== Recorded information

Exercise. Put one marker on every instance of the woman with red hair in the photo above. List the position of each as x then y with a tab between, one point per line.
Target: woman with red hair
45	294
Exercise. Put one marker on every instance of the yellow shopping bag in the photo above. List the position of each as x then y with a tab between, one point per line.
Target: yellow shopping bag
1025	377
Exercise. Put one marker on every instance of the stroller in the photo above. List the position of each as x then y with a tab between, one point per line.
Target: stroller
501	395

====

» Problem: Copy the data above line for line, changing nothing.

» Task solution:
Exercise. Put one marker on every instance of the woman with red hair in the photo above. List the position of each as x then y with a tab between, one point per line.
Target: woman with red hair
45	294
Exercise. Put one marker on every instance of the yellow shopping bag in the photo above. List the position of each as x then y with a tab between, one point per line.
Target: yellow shopping bag
1025	377
Exercise. Put one marker on every instance of the stroller in the photo above. List the position of each as x then y with a tab between, one point per line.
Target: stroller
501	395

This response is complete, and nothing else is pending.